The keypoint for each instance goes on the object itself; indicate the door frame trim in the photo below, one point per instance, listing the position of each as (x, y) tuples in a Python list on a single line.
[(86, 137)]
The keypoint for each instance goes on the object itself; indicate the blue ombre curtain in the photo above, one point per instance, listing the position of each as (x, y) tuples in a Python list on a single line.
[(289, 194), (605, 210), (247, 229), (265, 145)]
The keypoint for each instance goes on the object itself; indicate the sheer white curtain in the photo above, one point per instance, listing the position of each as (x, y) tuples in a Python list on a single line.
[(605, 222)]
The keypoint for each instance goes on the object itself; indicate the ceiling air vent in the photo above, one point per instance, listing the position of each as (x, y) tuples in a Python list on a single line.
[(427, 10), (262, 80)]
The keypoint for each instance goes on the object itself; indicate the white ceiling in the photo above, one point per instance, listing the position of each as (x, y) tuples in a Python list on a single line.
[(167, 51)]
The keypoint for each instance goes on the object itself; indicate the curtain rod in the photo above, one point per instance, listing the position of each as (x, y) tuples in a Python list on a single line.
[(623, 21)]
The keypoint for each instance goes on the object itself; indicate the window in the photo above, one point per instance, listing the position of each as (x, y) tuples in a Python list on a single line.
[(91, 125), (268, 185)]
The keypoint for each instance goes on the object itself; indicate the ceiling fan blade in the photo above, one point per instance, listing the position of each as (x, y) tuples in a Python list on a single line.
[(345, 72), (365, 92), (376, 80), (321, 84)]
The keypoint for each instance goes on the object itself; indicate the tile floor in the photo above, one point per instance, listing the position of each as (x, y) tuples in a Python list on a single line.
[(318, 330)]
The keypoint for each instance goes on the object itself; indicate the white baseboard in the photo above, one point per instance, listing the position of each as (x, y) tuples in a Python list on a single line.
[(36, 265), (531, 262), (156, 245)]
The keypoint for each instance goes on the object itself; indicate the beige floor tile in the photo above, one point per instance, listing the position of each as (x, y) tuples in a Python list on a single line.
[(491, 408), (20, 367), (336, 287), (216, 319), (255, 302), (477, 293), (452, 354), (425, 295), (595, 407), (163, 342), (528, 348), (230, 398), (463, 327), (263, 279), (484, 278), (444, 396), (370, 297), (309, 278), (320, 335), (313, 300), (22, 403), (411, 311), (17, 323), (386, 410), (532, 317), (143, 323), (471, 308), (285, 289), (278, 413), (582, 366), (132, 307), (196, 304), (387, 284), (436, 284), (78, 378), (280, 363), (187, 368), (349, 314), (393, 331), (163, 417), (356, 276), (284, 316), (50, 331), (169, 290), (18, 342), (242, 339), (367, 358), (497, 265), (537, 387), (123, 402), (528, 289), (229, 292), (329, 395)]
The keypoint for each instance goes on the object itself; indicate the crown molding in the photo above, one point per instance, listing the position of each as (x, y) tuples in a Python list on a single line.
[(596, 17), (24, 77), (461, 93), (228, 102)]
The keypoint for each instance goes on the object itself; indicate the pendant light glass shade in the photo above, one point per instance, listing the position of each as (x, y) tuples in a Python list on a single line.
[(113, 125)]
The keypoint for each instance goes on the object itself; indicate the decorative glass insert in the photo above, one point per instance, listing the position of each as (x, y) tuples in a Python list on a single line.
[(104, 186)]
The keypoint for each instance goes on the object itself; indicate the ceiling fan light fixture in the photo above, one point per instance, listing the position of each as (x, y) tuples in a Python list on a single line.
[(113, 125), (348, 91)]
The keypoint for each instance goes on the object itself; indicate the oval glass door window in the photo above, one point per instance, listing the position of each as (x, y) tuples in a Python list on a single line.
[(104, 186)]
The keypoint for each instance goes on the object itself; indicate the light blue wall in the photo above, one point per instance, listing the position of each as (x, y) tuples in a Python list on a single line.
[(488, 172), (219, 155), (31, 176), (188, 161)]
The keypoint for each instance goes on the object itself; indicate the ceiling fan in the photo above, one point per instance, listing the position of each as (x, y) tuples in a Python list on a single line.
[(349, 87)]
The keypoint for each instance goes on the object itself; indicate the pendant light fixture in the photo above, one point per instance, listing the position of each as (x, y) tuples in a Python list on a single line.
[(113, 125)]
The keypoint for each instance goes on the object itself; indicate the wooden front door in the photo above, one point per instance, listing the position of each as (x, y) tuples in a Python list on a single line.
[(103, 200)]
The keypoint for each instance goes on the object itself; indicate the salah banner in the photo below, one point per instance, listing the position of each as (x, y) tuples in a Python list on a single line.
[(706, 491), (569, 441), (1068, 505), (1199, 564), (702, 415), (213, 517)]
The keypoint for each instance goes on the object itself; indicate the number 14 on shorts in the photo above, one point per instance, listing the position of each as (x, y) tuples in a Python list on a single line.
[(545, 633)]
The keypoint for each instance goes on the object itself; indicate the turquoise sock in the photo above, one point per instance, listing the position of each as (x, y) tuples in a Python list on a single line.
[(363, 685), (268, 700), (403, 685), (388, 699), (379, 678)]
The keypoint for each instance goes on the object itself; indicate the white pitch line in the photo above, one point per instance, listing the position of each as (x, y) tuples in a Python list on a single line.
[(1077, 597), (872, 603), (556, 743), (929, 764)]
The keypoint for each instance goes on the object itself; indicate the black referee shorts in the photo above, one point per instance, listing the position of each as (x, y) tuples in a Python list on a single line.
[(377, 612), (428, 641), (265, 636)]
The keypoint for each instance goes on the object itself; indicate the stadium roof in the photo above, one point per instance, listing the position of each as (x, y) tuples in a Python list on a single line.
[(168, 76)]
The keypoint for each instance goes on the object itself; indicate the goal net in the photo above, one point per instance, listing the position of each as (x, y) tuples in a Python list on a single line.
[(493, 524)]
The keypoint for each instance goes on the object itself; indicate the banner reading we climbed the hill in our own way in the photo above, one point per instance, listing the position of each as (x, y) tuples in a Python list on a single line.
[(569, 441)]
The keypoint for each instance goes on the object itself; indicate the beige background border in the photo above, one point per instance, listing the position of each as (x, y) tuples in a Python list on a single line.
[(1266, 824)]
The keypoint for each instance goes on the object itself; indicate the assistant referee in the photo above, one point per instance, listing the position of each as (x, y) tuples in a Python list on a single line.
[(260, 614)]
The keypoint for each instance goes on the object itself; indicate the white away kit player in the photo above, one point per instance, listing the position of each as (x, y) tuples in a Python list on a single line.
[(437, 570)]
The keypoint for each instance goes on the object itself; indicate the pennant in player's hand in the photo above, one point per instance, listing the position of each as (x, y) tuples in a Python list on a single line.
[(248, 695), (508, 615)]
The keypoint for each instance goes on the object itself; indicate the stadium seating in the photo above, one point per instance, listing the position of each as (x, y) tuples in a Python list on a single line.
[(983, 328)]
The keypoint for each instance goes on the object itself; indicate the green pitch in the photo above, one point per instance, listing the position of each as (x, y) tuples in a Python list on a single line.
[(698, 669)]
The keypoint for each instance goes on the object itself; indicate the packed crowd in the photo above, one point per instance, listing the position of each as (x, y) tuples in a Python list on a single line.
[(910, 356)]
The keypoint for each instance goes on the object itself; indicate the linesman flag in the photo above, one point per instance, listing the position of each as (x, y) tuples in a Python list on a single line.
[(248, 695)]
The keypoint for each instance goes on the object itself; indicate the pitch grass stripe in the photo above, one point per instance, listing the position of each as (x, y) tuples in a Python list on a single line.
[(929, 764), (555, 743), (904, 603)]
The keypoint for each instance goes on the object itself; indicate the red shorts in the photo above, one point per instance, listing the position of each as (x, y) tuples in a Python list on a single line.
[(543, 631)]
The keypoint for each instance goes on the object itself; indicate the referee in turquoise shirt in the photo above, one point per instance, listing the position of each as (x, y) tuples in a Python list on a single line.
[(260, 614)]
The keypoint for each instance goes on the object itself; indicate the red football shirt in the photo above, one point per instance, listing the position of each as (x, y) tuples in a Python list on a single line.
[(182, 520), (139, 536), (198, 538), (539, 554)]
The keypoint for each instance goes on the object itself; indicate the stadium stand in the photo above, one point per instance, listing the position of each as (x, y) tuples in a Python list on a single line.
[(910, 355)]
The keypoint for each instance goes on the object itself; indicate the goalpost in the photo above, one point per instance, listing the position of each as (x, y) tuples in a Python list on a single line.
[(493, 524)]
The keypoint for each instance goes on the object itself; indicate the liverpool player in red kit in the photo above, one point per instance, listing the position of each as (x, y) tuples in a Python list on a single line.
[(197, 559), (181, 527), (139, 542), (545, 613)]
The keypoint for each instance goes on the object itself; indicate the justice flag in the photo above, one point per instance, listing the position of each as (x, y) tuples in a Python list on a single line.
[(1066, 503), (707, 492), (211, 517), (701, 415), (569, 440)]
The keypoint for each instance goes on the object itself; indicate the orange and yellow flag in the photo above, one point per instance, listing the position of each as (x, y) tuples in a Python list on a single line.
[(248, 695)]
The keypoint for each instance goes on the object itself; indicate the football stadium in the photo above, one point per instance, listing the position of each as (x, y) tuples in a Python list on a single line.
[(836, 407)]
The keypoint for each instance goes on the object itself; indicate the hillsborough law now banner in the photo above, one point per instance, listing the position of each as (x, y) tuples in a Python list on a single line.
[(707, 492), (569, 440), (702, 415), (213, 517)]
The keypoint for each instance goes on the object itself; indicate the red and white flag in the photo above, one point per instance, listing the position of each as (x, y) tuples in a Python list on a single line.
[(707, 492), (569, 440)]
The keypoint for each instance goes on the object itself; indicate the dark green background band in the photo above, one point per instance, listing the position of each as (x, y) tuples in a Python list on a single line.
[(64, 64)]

● **TASK TO CARRY OUT**
Rewrite only the lines of the data that start with the line containing "indicate the assistant" and go on through the line containing "[(543, 631)]". Copy every request unchanged, and multiply each coordinate in the answers by 0.3, rounding to whole numbers with halves rounded up.

● **RESULT FOR THIS TASK**
The keypoint for each instance goes on the object itself; indicate the assistant referee in the photo above, one point per instance, listing the position of each as (x, y) tuples in a Python list on a single line.
[(78, 184)]
The keypoint for each instance goes on the object itself; indicate the white away kit player in the photo above, one point per instance, listing the position of each as (x, y) tuples in a Python list on a single line.
[(131, 171)]
The keypoint for each instance goes on the object itself; indicate the pennant in player's hand in the photo above, one point per instance, listing the position of each as (x, y) tuples in a Python list on a single line.
[(74, 209), (152, 185)]
The keypoint for each instance goes on the object itself; indicate the stadium seating in the photo above, one point per instance, listing the position of each as (x, y) tuples in a Python list on a single line.
[(295, 98)]
The keypoint for each instance goes on the object itself; indicate the green pitch in the photo above, one point per instance, listing the position of each as (x, y) tuples in a Python list on a single line.
[(209, 201)]
The keypoint for each instance goes on the object itself; indicate the packed crowd in the photo above, one point per instance, listing the position of each as (x, y) tuples in a Python list on a single line.
[(273, 107)]
The keypoint for each instance goes on the object itself; indicate the linesman flag in the photo above, one point per instance, listing the position of each as (x, y) tuples in a Python list on a single line.
[(74, 209)]
The keypoint for each instance goes on the object itself; indicate the pitch grass stripe in the photo above, one point per instance, listing the position of each as (x, y) tuples in a Python list on a single line.
[(279, 229), (167, 223), (271, 181)]
The keypoint for each instance goes on the object itself; indicate the red shorts in the photo above, one point per instance, listing the position of each as (x, y) tuples in a Python list on a single line.
[(163, 189)]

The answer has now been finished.